Tarefa escrita:
Por favor, transforme todas as linhas dos registros abaixo em uma tabela Markdown com as colunas "Número" e "Linha do registro", omitindo as linhas em branco.

[Registros de um conjunto de dados]
== == ==
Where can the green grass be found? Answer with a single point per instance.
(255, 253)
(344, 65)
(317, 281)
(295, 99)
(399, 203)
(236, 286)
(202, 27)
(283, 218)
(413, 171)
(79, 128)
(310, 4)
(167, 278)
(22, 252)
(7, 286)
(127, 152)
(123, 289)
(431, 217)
== == ==
Resposta do exercício:
| Número | Linha do registro |
|---|---|
| 1 | Where can the green grass be found? Answer with a single point per instance. |
| 2 | (255, 253) |
| 3 | (344, 65) |
| 4 | (317, 281) |
| 5 | (295, 99) |
| 6 | (399, 203) |
| 7 | (236, 286) |
| 8 | (202, 27) |
| 9 | (283, 218) |
| 10 | (413, 171) |
| 11 | (79, 128) |
| 12 | (310, 4) |
| 13 | (167, 278) |
| 14 | (22, 252) |
| 15 | (7, 286) |
| 16 | (127, 152) |
| 17 | (123, 289) |
| 18 | (431, 217) |